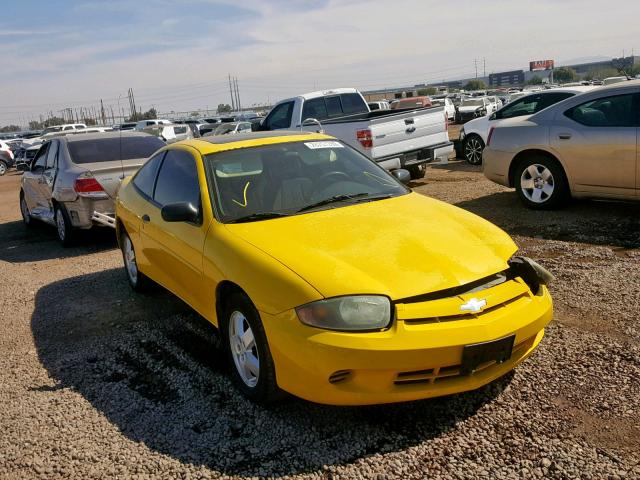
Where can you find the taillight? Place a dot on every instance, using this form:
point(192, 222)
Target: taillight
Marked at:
point(365, 138)
point(88, 186)
point(490, 135)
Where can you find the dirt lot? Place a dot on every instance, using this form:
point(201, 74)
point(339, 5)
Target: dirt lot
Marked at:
point(98, 382)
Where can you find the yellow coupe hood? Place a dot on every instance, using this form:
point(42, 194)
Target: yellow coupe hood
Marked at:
point(400, 247)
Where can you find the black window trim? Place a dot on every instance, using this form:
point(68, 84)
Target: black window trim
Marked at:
point(635, 104)
point(155, 183)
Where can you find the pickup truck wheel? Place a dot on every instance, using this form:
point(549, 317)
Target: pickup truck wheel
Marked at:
point(253, 370)
point(541, 183)
point(24, 210)
point(472, 148)
point(417, 171)
point(138, 281)
point(66, 232)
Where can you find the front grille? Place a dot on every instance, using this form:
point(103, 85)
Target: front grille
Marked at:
point(463, 315)
point(452, 372)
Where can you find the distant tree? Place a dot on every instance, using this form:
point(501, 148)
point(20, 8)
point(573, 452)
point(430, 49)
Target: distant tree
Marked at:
point(10, 128)
point(564, 75)
point(475, 85)
point(425, 92)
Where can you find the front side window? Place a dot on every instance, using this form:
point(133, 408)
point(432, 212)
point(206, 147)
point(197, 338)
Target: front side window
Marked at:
point(177, 180)
point(614, 111)
point(293, 178)
point(280, 116)
point(145, 179)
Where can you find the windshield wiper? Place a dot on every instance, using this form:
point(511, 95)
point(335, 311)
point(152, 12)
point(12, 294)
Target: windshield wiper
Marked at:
point(336, 198)
point(258, 216)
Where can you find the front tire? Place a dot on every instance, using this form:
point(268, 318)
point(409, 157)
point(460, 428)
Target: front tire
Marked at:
point(138, 281)
point(541, 183)
point(252, 367)
point(472, 149)
point(66, 232)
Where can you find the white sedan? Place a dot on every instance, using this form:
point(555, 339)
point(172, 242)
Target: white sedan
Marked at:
point(473, 136)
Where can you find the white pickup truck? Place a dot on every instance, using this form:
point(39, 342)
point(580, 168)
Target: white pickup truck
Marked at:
point(408, 138)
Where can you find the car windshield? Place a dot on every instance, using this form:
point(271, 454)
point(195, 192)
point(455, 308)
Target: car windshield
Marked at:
point(471, 102)
point(293, 178)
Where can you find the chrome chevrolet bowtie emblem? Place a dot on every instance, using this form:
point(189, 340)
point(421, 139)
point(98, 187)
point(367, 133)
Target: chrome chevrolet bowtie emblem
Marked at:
point(474, 305)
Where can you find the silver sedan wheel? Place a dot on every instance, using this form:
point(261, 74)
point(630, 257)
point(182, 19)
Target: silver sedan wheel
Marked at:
point(473, 150)
point(130, 260)
point(244, 349)
point(62, 230)
point(537, 183)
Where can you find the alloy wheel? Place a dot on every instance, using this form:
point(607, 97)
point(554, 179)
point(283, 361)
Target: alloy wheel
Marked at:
point(537, 183)
point(473, 151)
point(244, 349)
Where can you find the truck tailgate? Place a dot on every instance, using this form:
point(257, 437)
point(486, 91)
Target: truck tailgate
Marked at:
point(414, 130)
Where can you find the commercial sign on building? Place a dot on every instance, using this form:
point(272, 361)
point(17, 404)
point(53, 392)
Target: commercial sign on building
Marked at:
point(514, 77)
point(541, 65)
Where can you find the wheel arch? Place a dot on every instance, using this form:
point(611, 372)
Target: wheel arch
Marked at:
point(525, 154)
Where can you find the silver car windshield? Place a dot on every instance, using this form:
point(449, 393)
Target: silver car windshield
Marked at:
point(293, 178)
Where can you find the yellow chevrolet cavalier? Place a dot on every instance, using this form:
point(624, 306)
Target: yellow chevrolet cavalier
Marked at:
point(325, 275)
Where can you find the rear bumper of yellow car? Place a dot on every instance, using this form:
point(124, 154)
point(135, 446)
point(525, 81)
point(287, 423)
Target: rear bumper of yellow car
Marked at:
point(411, 360)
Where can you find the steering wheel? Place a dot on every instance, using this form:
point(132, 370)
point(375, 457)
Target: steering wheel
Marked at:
point(326, 176)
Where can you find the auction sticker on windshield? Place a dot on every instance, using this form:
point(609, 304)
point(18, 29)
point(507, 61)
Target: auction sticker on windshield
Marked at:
point(317, 145)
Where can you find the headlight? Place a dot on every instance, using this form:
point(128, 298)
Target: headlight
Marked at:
point(353, 313)
point(531, 272)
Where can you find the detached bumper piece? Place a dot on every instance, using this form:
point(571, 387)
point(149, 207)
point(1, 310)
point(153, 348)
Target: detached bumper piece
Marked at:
point(105, 219)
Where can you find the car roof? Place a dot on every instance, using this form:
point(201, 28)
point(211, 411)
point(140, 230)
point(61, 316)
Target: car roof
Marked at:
point(220, 143)
point(98, 136)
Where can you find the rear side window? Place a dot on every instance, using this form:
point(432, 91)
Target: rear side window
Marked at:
point(177, 180)
point(113, 148)
point(614, 111)
point(280, 116)
point(352, 103)
point(146, 176)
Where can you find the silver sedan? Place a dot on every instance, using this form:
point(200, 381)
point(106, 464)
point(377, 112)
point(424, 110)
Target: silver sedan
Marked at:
point(585, 146)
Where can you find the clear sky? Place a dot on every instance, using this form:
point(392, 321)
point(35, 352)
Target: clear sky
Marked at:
point(176, 54)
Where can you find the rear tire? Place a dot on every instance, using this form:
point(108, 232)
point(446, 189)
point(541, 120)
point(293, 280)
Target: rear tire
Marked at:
point(472, 148)
point(417, 171)
point(66, 232)
point(541, 183)
point(138, 281)
point(24, 210)
point(252, 368)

**EXERCISE DIRECTIONS:** Copy out all of the material above word for word, omitting the pictures.

**CORRECT ANSWER:**
Where can you find the taillight? Place a dot on every instance, using this form:
point(192, 222)
Target: taillight
Marked at:
point(365, 138)
point(88, 186)
point(490, 135)
Where can you find the dirt lot? Place a dot on every instance, using this form:
point(201, 74)
point(339, 5)
Target: dirt lot
Marked at:
point(98, 382)
Where can you find the yellow coupe hood? Place a dot on every instance, using this form:
point(42, 194)
Target: yellow coupe hood
Marked at:
point(400, 247)
Where can you find the black window trim? Place a dot on every instance, using this form:
point(68, 84)
Target: black window trim
Marked at:
point(635, 104)
point(155, 183)
Where can you find the pickup truck wheel? Place a dot on every instance, using this form:
point(549, 317)
Target: pickup truck wheel
Marked at:
point(253, 370)
point(541, 183)
point(24, 210)
point(472, 148)
point(417, 171)
point(138, 281)
point(66, 232)
Where can you find the front grille? Place a dot on every instance, using this form:
point(103, 85)
Target: front grille
Marked at:
point(463, 315)
point(452, 372)
Where can you find the distant tree? Place a dot on every instance, using this form:
point(501, 148)
point(20, 8)
point(573, 452)
point(430, 49)
Target: distant tree
Marked at:
point(10, 128)
point(564, 75)
point(475, 85)
point(425, 92)
Where can you find the front side window? Place a dot on every instance, using this form:
point(133, 408)
point(432, 212)
point(206, 147)
point(197, 338)
Target: front side window
Marked at:
point(177, 180)
point(614, 111)
point(293, 178)
point(280, 116)
point(145, 179)
Where can you find the windshield wiper? Place a dot on every instance, using this form:
point(511, 95)
point(335, 311)
point(152, 12)
point(12, 294)
Target: windshield wiper
Marked at:
point(336, 198)
point(258, 216)
Where can you find the front tire? Place a dot on every instance, using this form:
point(268, 318)
point(409, 157)
point(460, 428)
Target: front tire
Marked at:
point(138, 281)
point(541, 183)
point(252, 367)
point(472, 149)
point(66, 232)
Where can you find the white sedan? Place a dot on every instance, using this form:
point(555, 339)
point(172, 242)
Target: white sedan
Marked at:
point(473, 136)
Where can you find the white pickup truck? Place a dot on every instance, using this form:
point(39, 342)
point(580, 168)
Target: white pickup truck
Marked at:
point(408, 138)
Where can you find the car windshield? Place a dot on every instance, using this form:
point(271, 454)
point(195, 192)
point(455, 308)
Target: car windshield
Marked at:
point(471, 102)
point(293, 178)
Where can you find the chrome chevrolet bowtie emblem? Place a dot on every instance, using this form:
point(189, 340)
point(421, 139)
point(98, 187)
point(367, 133)
Target: chrome chevrolet bowtie emblem
Marked at:
point(474, 305)
Where can you find the silver sedan wheel? Place a dot on every instance, using this form:
point(261, 74)
point(630, 257)
point(182, 19)
Target: silver sedan wheel
Marked at:
point(473, 150)
point(130, 260)
point(244, 349)
point(62, 230)
point(537, 183)
Where can you find the alloy wheel? Place a dot on every instance, using this form:
point(607, 97)
point(554, 179)
point(283, 361)
Target: alloy wheel
Marked at:
point(537, 183)
point(473, 151)
point(244, 349)
Where can you find the truck tailgate? Place a dot on every instance, using this form:
point(257, 437)
point(486, 91)
Target: truck tailgate
Marked at:
point(414, 130)
Where can you find the commercial sign on building? Place a dot on every instance, using this form:
point(272, 361)
point(17, 404)
point(53, 392)
Target: commercial sign on building
Marked at:
point(514, 77)
point(541, 65)
Where can you find the wheel arch? Place a dot on every instance, using this form:
point(611, 372)
Target: wheel arch
Marked at:
point(525, 154)
Where can you find the silver car windshield? Place a dot on every instance, using this form:
point(449, 393)
Target: silver car windshield
Marked at:
point(293, 178)
Where can you find the yellow chevrolet cavalier? Place a dot on every instance, using this form:
point(624, 306)
Target: yellow chevrolet cavalier
Marked at:
point(325, 275)
Where can you find the rear bumper of yellow car? Place a dot on every instance, using this form:
point(124, 154)
point(135, 446)
point(525, 81)
point(287, 423)
Target: rear bumper of yellow car
Marked at:
point(411, 360)
Where can you find the steering wheel? Place a dot on every instance, using this form:
point(132, 370)
point(375, 457)
Target: steering wheel
Marked at:
point(326, 176)
Where can you find the auction sticker on windshield? Place a dot on every instance, using this form:
point(609, 304)
point(18, 29)
point(507, 61)
Target: auction sticker on windshield
Marked at:
point(317, 145)
Where can you find the headlight? Place a dot on every instance, using this form:
point(128, 298)
Target: headlight
Marked at:
point(353, 313)
point(531, 272)
Where can you find the detached bumper piece? Place a dot on every instance, using this form:
point(571, 387)
point(149, 207)
point(1, 310)
point(153, 348)
Target: detached bumper piece
Marked at:
point(105, 219)
Where can you find the car roof? Place a dot on every instance, using this form:
point(201, 28)
point(211, 411)
point(140, 230)
point(61, 316)
Target: car roof
Marked at:
point(220, 143)
point(98, 136)
Where can you find the rear side window? Place a dot on every instance, using this form:
point(432, 91)
Target: rear side window
Marked at:
point(177, 180)
point(113, 148)
point(614, 111)
point(280, 116)
point(352, 103)
point(146, 176)
Where can you find the silver sedan? Place a dot on every instance, using this form:
point(200, 381)
point(106, 464)
point(377, 112)
point(424, 110)
Target: silver sedan
Marked at:
point(585, 146)
Where can you find the clear sky? Place a dot on every instance, using this form:
point(392, 321)
point(35, 352)
Target: clear sky
Marked at:
point(176, 54)
Where can you find the rear tire? Place a dot on every instance, using this form:
point(108, 232)
point(446, 189)
point(541, 120)
point(293, 280)
Target: rear tire
Marked at:
point(472, 148)
point(417, 171)
point(66, 232)
point(541, 183)
point(138, 281)
point(24, 210)
point(252, 368)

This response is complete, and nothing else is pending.